- _Written exercise_: Pull out each line of the data below that contains the word "wall", and copy those lines.

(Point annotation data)
+===+
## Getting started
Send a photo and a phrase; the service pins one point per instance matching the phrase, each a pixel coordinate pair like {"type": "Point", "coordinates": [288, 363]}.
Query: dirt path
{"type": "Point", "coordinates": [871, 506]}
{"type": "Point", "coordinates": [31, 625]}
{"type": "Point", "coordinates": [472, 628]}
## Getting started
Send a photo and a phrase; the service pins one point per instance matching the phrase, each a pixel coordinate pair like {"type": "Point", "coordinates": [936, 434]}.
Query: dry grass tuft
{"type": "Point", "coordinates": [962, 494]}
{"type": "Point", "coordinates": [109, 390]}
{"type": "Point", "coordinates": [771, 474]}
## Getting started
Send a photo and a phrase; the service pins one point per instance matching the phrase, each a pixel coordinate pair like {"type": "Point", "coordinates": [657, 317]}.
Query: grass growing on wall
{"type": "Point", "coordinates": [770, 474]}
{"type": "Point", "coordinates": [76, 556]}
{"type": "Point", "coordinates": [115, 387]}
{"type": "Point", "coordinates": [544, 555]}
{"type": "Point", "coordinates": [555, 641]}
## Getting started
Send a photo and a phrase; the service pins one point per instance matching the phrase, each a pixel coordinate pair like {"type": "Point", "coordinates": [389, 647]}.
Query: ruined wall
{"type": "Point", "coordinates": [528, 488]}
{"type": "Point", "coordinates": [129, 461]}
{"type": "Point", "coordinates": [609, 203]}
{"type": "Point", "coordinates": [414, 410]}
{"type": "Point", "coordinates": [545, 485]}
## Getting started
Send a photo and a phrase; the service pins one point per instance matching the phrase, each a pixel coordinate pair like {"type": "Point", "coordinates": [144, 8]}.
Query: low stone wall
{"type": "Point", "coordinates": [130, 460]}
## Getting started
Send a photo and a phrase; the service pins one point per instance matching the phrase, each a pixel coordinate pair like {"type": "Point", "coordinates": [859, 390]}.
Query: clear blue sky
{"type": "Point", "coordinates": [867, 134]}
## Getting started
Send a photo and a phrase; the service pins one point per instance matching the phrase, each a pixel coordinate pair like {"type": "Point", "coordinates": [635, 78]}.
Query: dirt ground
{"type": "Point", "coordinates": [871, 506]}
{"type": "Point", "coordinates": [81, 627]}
+===+
- _Result of this task_:
Query: grass growing on wall
Query: ruined wall
Query: low stone wall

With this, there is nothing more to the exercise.